- [Task statement]: Copy each of the records below word for word.
— START Task material —
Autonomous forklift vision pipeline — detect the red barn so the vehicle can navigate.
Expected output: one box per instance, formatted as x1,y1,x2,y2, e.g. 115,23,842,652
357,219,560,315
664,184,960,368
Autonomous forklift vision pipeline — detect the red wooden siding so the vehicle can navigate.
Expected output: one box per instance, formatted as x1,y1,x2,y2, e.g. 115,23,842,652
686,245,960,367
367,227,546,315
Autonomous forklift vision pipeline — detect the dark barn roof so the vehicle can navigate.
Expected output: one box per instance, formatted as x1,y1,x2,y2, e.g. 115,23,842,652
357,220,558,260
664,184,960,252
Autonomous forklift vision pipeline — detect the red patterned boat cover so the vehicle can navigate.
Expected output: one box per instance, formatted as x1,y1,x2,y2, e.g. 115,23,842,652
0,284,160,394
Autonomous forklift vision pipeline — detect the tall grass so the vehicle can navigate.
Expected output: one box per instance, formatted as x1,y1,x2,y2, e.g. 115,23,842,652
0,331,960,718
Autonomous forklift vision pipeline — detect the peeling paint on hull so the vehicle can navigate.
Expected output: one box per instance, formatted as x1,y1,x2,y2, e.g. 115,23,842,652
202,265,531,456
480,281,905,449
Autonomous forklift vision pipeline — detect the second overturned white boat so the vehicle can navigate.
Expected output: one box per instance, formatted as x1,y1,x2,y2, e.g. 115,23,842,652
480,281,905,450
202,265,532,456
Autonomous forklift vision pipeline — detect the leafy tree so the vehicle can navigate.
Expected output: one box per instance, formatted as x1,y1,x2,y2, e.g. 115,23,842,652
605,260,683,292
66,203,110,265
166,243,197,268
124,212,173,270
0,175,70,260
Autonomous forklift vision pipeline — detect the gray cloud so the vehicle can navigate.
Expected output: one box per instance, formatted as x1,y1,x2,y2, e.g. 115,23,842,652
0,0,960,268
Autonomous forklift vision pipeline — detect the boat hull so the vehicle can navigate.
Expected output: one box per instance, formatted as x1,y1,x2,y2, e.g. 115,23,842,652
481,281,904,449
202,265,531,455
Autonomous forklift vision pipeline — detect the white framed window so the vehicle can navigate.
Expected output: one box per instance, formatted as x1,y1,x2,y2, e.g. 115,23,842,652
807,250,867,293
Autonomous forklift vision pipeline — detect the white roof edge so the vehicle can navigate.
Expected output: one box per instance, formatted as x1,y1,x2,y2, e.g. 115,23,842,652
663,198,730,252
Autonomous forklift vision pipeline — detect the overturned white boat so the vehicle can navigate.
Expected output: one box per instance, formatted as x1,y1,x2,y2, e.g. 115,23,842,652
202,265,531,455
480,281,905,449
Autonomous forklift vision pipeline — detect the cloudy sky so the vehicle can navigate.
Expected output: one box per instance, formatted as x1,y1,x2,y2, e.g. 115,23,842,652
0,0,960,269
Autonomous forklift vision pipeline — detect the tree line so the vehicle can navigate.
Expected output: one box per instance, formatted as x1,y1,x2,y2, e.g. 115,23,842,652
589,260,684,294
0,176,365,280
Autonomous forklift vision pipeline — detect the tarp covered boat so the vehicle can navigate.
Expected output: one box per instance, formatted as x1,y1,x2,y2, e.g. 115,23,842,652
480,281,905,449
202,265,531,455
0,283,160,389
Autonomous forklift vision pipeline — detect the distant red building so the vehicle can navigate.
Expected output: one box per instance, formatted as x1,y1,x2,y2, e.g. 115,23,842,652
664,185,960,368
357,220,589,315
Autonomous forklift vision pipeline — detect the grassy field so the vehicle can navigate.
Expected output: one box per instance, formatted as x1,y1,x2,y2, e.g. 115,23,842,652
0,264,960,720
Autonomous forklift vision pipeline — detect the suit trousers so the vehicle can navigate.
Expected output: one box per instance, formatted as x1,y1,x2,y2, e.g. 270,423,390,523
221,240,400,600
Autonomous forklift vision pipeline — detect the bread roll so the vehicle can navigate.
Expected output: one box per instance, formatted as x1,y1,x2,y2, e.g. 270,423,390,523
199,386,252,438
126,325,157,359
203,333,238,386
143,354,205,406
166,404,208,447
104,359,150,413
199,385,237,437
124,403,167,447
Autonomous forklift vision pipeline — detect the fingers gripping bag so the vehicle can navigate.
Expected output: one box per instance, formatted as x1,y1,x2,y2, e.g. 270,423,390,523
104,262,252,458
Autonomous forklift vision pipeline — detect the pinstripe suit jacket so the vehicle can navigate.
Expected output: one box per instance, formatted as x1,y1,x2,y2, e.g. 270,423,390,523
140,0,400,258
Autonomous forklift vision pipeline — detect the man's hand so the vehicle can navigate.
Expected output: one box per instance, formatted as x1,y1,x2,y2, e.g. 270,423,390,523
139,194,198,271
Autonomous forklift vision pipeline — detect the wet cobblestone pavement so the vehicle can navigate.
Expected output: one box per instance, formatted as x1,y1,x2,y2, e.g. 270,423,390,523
— END Task material —
- [Written answer]:
Autonomous forklift vision pipeline — detect the red barn so the vehicle can navigate.
Expected output: one box per instance, formatted as x1,y1,x2,y2, e.g. 115,23,842,652
357,219,560,315
664,184,960,368
Autonomous forklift vision pipeline — detect the red wooden siding so the vehicle can navigate.
Expected output: one box per instance, formatted as x1,y1,x2,y2, e.g. 115,23,842,652
686,245,960,367
367,227,546,315
Autonomous forklift vision pipeline — detect the dark barn roof so the vehicle can navigate.
Expected output: one box per instance, formatted as x1,y1,x2,y2, e.g. 115,23,842,652
357,220,558,260
664,184,960,252
Autonomous forklift vision pipeline — detect the red patterned boat cover so the vehicle can navigate.
Expected output: one box per instance, formatted as x1,y1,x2,y2, e.g. 115,23,842,652
0,284,160,394
Autonomous forklift vision pipeline — detect the tall grass so the vehicle can navigate.
Expected output: one box per instance, formatted as x1,y1,x2,y2, e.g. 115,23,842,652
0,331,960,718
Autonomous forklift vision pipeline — detect the peeling paint on hull so the vehicle can navigate.
Expected output: one box per instance, formatted as x1,y1,x2,y2, e.g. 115,23,842,652
202,265,531,456
480,281,905,449
Autonomous forklift vision pipeline — detect the second overturned white boat so the vehicle can navigate.
Expected output: one box per instance, formatted as x1,y1,x2,y2, e.g. 115,23,842,652
480,281,905,450
202,265,532,456
Autonomous forklift vision pipeline — detect the leafy tree so the vehicle can navigate.
Expected output: one box per instance, formatted as x1,y1,x2,y2, e.g. 115,23,842,652
605,260,683,292
66,203,110,265
166,243,197,268
124,212,173,270
0,175,70,260
Autonomous forklift vision pipeline — detect the gray cloud so the vehicle can navigate.
Expected output: one box per instance, formatted as x1,y1,x2,y2, e.g. 115,23,842,652
0,0,960,268
Autonomous forklift vision pipeline — detect the boat hull so the vehicle can navigate.
Expected output: one box per instance, formatted as x1,y1,x2,y2, e.g. 115,23,842,652
481,281,904,449
202,265,531,455
Autonomous forklift vision pipeline — detect the white framed window so the vehicle can navigate.
Expected output: one box per instance, formatted as x1,y1,x2,y2, e.g. 115,23,842,652
807,250,867,293
Autonomous forklift vision pipeline — detect the white roof edge so the vehicle can navigate.
Expected output: one box per instance, formatted as x1,y1,x2,y2, e.g. 115,23,842,652
663,198,730,252
Autonomous forklift vision pipeline — detect the overturned white boat so the vehicle can navigate.
Expected output: one box per instance, formatted as x1,y1,x2,y2, e.g. 115,23,842,652
202,265,531,455
480,281,905,449
Autonomous forklift vision pipeline — detect the cloudy sky so the vehicle can navigate.
Expected output: one box per instance, formatted as x1,y1,x2,y2, e.g. 115,23,842,652
0,0,960,269
Autonomous forklift vision pipeline — detect the tree line so the vehicle can navigate.
Expected output: one box per instance, formatted as x1,y1,x2,y2, e.g. 115,23,842,652
589,260,684,294
0,176,365,280
Autonomous forklift vision pipeline — detect the tarp covered boat so the vehicle can navigate.
Expected output: one box per instance, formatted as x1,y1,x2,y2, e.g. 115,23,842,652
480,281,905,449
202,265,531,455
0,283,160,389
Autonomous forklift vision pipeline — detect the distant red building so the vehicle can navigate.
Expected output: one box per instance, formatted as x1,y1,x2,y2, e.g. 115,23,842,652
664,185,960,368
357,220,589,315
Autonomous forklift vision pipeline — detect the grassy field so the vehicle can navigate.
Expected output: one box per instance, formatted as x1,y1,x2,y2, e.g. 115,23,842,652
0,264,960,720
Autonomous forklift vision pipeline — detect the suit trousers so the vehicle can navigate.
Expected output: one box per instance, formatted as x1,y1,x2,y2, e.g. 270,423,390,523
221,240,400,600
Autonomous forklift vision pipeline — detect the bread roll so the vehicle can navigate.
Expected output: one box per instance, formatted as x1,y1,x2,y2, e.g. 270,423,390,523
199,386,252,438
126,325,157,359
203,333,238,386
143,354,205,406
166,404,208,447
104,359,150,413
199,385,237,437
124,403,167,447
Autonomous forklift vision pipeline — detect the fingers gripping bag so the vehicle can navigate.
Expected output: one box per instance, formatted as x1,y1,x2,y2, e.g. 270,423,390,523
104,262,252,458
Autonomous forklift vision pipeline — detect the pinstripe suit jacket so the vehicle can navigate.
Expected output: one box per instance, formatted as x1,y1,x2,y2, e.g. 270,423,390,523
140,0,400,258
Autonomous forklift vision pipeline — detect the man's hand so the vehicle can navigate.
Expected output: one box per instance, formatted as x1,y1,x2,y2, e.g. 270,423,390,523
139,194,198,271
Autonomous forklift vision pipeline — detect the wet cobblestone pavement so the vehicle can navigate.
Expected output: one box per instance, formatted as x1,y1,x2,y2, e.g. 270,423,390,523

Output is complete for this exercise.